**TASK TO COMPLETE:**
Restate each entry below without changing a word.

**DATA:**

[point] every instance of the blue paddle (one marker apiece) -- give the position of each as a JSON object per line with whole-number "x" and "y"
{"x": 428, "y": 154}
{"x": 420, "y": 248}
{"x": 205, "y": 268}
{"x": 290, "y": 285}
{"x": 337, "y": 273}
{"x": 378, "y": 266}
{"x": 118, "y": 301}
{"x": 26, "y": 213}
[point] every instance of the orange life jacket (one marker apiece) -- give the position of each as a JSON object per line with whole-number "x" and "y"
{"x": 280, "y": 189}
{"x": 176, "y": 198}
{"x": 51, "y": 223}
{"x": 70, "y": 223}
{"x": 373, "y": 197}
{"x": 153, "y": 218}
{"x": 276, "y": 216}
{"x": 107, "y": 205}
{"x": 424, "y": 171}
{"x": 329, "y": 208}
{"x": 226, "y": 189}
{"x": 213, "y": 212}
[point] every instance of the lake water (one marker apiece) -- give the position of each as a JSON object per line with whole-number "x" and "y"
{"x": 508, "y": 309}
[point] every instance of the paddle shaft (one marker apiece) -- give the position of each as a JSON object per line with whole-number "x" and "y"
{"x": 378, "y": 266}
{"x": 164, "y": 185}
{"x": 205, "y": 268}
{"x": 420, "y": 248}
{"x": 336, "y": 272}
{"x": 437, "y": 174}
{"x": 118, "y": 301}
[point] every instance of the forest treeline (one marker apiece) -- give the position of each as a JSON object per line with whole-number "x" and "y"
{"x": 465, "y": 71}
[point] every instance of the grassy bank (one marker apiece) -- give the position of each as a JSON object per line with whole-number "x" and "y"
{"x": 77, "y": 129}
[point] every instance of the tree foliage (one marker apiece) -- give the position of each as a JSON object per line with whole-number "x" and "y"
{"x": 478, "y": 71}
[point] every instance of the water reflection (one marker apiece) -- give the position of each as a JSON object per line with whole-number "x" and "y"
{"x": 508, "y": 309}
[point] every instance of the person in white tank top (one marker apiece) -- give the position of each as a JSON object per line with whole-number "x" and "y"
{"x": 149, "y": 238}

**WORKED SOLUTION:**
[point] every instance of the blue paddle (one marker apiece) -- give the position of each as a JSON object per line with whole-number "x" and "y"
{"x": 428, "y": 154}
{"x": 420, "y": 248}
{"x": 205, "y": 268}
{"x": 290, "y": 285}
{"x": 337, "y": 273}
{"x": 378, "y": 266}
{"x": 118, "y": 301}
{"x": 26, "y": 213}
[point] every instance of the orange life jacket (one marker apiece) -- give the position of each as a JSON object per line with whole-number "x" and "y"
{"x": 280, "y": 189}
{"x": 176, "y": 198}
{"x": 51, "y": 223}
{"x": 70, "y": 223}
{"x": 373, "y": 197}
{"x": 153, "y": 218}
{"x": 276, "y": 216}
{"x": 107, "y": 205}
{"x": 424, "y": 171}
{"x": 329, "y": 208}
{"x": 226, "y": 189}
{"x": 213, "y": 212}
[point] every instance of the lake water (one marker apiece) -- give the position of each as a JSON object per line with whole-number "x" and "y"
{"x": 508, "y": 309}
[point] every instance of the paddle shaft (one marker apiece) -- give the position of each as a JSON object per line with whole-number "x" and "y"
{"x": 378, "y": 266}
{"x": 164, "y": 185}
{"x": 205, "y": 268}
{"x": 420, "y": 248}
{"x": 336, "y": 272}
{"x": 437, "y": 174}
{"x": 118, "y": 301}
[point] every instance of the forest treeline (one marker apiece) -- give the position of each as a JSON object per line with whole-number "x" and "y"
{"x": 465, "y": 71}
[point] every instance of the grassy bank (one marker apiece) -- give the position of each as a JSON object per line with whole-number "x" and "y"
{"x": 77, "y": 129}
[point] every instance of the tree foliage (one marker apiece) -- give the position of each as a JSON object per line with whole-number "x" and "y"
{"x": 478, "y": 71}
[point] every instance of the water reflection (one marker apiece) -- give the position of each as a JSON object per line with whole-number "x" and "y"
{"x": 508, "y": 309}
[point] every instance of the person in white tank top (one marker apiece) -- give the position of each as a JSON object per line with whole-number "x" and "y"
{"x": 149, "y": 238}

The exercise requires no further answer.